**About this task:** With pictures excluded, repeat exactly the lines from the one containing "66,21,199,181" through the last line of the material below.

**Material for this task:**
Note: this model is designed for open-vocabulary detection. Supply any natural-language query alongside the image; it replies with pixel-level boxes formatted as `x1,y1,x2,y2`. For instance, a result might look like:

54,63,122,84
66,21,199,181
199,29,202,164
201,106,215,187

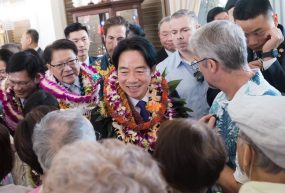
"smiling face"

**Solution to the exercise:**
66,21,199,181
199,29,202,164
201,106,215,187

"smiling face"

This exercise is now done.